Dataset entries below:

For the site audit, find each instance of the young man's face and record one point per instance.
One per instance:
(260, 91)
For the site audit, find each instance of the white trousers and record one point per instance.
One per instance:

End of Dataset entries.

## [Aim of the task]
Line by line, set down the material exactly as given.

## [Written solution]
For the site audit, find each instance of the young man's face and record one point per instance.
One per instance:
(260, 91)
For the site audit, find each instance of the white trousers and record one point per instance.
One per instance:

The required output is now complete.